DIRECTIONS: After locating the line that contains "Target: tapered wooden leg" in the data below, set down exactly that line and each one after it through the line that contains "Guideline: for every instance of the concrete", and nothing more.

-*-

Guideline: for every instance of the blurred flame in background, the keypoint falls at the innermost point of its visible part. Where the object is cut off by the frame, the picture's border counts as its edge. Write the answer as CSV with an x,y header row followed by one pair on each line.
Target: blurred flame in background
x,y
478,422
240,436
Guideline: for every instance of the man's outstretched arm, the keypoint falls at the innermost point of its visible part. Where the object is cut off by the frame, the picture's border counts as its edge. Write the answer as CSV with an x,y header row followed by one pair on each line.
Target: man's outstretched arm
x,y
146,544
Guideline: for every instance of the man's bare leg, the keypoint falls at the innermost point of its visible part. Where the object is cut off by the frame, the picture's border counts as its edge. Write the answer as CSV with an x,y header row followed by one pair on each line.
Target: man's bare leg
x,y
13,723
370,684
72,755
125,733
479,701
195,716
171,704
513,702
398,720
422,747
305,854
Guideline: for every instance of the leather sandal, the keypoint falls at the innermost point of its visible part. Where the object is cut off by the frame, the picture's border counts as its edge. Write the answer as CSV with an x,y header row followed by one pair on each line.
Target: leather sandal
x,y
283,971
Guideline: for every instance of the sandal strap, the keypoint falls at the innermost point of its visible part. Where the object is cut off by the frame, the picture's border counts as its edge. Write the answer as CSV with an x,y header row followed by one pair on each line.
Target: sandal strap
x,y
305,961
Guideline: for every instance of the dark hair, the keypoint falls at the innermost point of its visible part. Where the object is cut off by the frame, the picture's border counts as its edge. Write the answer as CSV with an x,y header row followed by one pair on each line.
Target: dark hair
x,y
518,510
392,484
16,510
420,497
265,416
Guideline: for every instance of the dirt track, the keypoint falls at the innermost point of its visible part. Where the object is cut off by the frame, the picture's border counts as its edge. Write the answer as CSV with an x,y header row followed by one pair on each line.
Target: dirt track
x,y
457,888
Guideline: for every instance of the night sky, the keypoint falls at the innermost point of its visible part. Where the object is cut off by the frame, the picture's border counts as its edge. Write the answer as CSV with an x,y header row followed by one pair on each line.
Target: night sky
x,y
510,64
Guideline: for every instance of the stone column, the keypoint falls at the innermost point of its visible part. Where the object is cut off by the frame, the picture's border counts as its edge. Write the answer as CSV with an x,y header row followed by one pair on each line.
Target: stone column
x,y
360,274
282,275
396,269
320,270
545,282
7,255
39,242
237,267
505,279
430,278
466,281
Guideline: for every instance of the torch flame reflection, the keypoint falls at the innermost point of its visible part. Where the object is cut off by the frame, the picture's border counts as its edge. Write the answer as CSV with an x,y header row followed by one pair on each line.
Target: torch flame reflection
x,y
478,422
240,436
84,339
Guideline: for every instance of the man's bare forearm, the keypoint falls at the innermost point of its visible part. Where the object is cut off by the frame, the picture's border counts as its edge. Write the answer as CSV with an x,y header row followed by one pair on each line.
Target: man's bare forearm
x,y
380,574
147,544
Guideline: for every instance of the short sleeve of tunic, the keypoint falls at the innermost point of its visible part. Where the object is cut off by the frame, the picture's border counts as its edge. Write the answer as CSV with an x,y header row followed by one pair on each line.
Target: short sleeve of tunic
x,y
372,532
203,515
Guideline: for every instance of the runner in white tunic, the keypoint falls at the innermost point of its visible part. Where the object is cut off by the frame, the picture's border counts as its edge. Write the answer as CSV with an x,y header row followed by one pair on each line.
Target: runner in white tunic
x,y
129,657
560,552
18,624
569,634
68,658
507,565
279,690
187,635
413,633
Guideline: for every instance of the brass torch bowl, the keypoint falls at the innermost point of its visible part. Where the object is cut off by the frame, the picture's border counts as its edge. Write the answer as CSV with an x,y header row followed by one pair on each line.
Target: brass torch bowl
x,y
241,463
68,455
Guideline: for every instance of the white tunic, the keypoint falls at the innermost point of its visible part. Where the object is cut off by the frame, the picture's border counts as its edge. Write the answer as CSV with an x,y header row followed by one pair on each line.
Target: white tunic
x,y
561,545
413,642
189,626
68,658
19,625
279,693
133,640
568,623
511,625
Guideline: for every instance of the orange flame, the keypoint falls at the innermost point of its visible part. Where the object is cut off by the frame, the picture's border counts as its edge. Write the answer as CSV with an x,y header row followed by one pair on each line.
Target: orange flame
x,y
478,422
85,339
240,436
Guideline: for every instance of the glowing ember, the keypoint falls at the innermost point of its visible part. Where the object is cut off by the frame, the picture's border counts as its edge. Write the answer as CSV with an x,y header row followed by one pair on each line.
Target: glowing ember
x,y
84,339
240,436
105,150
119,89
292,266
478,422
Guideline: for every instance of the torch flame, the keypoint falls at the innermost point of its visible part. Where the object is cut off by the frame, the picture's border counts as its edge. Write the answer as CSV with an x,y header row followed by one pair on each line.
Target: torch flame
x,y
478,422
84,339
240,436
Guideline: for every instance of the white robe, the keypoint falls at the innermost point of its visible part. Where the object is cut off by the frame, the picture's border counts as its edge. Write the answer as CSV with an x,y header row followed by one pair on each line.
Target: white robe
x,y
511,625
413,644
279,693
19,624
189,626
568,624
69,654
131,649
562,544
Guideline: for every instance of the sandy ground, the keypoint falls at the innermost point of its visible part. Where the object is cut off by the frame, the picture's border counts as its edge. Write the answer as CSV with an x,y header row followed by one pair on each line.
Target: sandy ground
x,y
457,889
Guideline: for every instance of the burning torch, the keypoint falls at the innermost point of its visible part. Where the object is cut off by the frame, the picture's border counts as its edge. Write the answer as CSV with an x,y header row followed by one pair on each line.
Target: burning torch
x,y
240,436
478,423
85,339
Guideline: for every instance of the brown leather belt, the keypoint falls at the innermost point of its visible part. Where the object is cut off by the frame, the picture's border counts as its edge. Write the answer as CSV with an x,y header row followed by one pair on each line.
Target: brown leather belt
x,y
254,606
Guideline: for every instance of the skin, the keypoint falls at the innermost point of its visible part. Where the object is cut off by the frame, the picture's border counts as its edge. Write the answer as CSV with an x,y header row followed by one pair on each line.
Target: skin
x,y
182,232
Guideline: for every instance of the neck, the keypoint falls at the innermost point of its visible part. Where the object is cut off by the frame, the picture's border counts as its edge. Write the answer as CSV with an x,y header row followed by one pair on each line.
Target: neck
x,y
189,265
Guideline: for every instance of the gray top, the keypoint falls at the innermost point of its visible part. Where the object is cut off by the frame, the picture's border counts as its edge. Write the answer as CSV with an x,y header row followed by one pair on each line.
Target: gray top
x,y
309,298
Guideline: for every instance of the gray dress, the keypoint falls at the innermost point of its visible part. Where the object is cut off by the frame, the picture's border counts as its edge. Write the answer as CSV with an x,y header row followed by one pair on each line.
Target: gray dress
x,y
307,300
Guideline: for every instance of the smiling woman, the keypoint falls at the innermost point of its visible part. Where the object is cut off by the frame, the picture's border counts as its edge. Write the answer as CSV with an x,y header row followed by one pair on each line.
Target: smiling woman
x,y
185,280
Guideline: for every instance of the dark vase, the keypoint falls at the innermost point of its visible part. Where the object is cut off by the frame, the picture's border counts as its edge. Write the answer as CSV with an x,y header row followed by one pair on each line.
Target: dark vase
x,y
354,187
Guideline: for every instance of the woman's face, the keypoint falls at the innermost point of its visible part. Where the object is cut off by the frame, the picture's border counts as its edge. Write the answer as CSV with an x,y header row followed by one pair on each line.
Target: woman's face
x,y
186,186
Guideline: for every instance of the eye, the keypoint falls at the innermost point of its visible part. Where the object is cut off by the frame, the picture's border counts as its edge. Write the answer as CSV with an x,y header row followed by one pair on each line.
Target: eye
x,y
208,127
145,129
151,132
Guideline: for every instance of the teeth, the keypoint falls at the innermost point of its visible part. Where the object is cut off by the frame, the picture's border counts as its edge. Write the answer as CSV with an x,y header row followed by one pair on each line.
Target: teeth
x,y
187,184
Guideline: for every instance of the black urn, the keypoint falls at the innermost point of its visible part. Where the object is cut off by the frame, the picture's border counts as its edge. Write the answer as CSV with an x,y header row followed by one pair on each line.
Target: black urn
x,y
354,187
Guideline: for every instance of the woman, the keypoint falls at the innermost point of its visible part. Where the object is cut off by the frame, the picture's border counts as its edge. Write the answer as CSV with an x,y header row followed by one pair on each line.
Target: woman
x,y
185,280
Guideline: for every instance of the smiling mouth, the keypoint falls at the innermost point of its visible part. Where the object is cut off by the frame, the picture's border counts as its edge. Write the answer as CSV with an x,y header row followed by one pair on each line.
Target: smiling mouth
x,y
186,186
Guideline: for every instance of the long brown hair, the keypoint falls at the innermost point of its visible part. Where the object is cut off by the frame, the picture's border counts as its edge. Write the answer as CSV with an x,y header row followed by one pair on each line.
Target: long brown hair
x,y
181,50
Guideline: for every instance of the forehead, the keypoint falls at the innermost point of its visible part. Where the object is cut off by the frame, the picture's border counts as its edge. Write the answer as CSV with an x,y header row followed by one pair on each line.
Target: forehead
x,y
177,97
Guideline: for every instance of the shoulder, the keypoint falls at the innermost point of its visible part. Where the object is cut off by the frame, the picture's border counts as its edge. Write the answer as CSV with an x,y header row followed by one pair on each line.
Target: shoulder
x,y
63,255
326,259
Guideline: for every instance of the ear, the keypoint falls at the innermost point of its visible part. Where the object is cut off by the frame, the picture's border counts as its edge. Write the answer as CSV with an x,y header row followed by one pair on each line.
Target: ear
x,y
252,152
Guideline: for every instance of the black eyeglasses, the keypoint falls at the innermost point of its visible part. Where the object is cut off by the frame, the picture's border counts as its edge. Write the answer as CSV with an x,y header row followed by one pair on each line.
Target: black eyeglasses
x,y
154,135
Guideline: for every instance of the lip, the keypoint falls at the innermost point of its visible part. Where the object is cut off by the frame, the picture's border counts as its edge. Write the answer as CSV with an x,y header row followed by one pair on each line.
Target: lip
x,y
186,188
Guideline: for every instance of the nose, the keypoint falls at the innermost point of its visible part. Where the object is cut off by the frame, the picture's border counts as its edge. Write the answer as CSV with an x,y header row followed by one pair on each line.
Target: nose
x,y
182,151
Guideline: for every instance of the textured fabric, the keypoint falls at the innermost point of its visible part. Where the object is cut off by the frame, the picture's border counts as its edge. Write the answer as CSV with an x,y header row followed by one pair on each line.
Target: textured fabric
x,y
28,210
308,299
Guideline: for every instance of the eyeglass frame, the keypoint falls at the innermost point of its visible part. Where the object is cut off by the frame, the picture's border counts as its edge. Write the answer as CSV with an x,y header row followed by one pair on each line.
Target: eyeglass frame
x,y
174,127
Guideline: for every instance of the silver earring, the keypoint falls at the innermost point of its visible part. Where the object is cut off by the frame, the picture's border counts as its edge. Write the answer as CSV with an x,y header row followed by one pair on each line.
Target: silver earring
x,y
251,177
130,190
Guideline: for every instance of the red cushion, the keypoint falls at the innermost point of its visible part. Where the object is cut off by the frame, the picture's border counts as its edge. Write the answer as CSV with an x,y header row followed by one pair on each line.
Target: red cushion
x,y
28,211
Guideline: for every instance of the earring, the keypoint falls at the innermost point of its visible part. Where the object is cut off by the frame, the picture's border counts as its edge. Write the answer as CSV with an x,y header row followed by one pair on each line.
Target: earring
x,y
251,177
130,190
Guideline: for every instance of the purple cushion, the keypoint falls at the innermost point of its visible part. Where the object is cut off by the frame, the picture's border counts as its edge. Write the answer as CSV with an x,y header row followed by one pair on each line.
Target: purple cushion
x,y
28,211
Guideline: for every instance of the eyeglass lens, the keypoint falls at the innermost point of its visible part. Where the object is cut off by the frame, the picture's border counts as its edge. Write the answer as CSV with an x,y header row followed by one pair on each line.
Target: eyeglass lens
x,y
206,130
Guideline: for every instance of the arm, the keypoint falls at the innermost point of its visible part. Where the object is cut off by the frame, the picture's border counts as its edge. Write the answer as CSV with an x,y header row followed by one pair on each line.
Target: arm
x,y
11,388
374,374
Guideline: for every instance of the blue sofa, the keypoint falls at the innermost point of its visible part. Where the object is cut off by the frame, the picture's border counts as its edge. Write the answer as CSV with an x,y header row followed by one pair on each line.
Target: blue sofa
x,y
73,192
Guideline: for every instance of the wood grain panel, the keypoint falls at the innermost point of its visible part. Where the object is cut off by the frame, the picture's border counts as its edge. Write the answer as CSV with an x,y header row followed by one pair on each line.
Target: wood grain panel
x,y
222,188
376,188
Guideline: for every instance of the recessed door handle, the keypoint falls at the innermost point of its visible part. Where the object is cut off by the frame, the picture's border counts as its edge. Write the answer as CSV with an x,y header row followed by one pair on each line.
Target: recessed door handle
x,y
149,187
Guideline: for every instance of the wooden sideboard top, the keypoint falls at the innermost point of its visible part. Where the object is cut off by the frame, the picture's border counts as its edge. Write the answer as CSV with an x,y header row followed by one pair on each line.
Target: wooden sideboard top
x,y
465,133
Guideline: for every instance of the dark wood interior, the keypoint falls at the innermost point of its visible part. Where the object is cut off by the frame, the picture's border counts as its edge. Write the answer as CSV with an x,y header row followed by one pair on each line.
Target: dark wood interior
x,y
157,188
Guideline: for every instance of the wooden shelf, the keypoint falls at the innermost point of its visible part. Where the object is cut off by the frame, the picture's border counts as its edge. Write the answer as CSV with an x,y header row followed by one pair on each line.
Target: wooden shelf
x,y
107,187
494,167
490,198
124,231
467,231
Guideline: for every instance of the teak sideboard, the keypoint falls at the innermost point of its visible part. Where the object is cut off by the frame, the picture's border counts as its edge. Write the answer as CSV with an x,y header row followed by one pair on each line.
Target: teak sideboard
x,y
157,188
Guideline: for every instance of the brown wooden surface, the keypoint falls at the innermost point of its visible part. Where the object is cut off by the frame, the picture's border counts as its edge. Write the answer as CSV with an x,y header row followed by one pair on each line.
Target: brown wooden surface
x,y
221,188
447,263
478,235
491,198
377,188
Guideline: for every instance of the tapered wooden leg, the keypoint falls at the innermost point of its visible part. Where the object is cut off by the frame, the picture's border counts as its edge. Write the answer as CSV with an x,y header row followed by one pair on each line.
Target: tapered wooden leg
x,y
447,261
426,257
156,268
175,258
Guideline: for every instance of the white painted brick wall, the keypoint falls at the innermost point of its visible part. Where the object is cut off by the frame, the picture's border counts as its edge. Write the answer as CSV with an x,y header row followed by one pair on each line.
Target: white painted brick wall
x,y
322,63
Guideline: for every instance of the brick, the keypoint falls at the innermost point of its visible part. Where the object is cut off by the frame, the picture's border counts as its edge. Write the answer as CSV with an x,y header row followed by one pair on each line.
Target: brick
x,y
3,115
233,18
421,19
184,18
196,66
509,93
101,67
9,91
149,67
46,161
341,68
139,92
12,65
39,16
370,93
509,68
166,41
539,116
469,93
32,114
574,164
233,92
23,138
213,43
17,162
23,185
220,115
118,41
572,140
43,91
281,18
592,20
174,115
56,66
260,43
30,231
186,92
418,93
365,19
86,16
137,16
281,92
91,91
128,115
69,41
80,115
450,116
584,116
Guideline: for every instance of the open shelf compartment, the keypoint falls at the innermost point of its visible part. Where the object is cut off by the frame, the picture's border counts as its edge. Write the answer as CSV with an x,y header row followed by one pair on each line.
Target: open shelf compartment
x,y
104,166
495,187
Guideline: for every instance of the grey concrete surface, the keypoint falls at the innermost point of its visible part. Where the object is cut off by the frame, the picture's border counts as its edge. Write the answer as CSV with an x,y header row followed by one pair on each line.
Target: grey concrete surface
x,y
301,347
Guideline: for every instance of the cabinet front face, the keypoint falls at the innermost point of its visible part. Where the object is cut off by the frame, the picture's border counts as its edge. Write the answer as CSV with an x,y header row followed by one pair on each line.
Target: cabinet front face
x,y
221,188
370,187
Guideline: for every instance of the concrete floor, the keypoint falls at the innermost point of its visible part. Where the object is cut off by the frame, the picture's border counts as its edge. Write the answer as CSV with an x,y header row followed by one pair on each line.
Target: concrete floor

-*-

RESPONSE TO THIS TASK:
Target: tapered wooden leg
x,y
447,261
426,257
156,268
175,258
Guideline: for every instance of the white painted brick wall, the keypoint falls at the innermost point of its visible part. Where the object is cut off by the frame, the picture's border counts as its edge. Write the answer as CSV with an x,y header row followed by one pair on each line.
Target: white painted brick wall
x,y
322,63
Guideline: for every instance of the brick, the keypoint falls at the innermost point of its visible part. Where the object is cut off by the frame, the picture's border counts as its edge. Write the answer as CSV with an x,y header row followed by one pair on each line.
Target: brick
x,y
3,115
233,18
421,19
184,18
196,66
509,93
101,67
9,91
149,67
46,161
341,68
139,92
12,65
39,16
370,93
509,68
166,41
539,116
469,93
32,114
574,164
233,92
23,138
213,43
17,162
23,185
220,115
118,41
572,140
43,91
281,18
592,20
174,115
56,66
260,43
30,231
186,92
418,93
365,19
86,16
137,16
281,92
91,91
128,115
69,41
80,115
450,116
584,116
Guideline: for every instance of the open shelf compartment, the keypoint falls at the innermost point of its visible part. Where the object is cut off by the frame, the picture's border counts as its edge. Write the answer as CSV with an x,y header row followed by one pair on each line.
Target: open shelf compartment
x,y
104,166
495,187
Guideline: for every instance of the grey concrete surface, the keypoint falls at the innermost point of its visible part. Where the object is cut off by the frame, the picture's border counts as its edge. Write the answer as CSV with an x,y header row followed by one pair on each line.
Target: grey concrete surface
x,y
301,347
Guideline: for every instance of the cabinet front face, the keypoint falls at the innermost point of its visible part. Where the object is cut off by the frame, the picture's border counts as its edge. Write the answer as CSV with an x,y header row followed by one pair on each line.
Target: cabinet front face
x,y
221,188
370,187
Guideline: for every instance of the concrete floor, the keypoint falls at the innermost point of its visible part. Where the object is cut off by the frame, the picture's border counts as its edge. Write the answer as CSV with an x,y header row followed by one pair on each line.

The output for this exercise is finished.